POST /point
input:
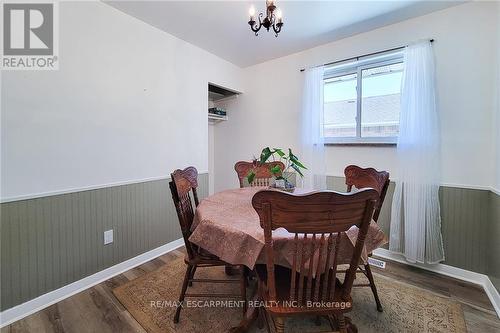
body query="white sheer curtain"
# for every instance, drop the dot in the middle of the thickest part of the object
(313, 148)
(416, 220)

_ _ _

* PROBLEM
Retype each record exactly as it stands, but do not include the pictures.

* SOLVED PROBLEM
POST /point
input:
body query="white sheer curtain"
# for every instance, drop the dot in the middle of the thickest part of the object
(313, 148)
(416, 220)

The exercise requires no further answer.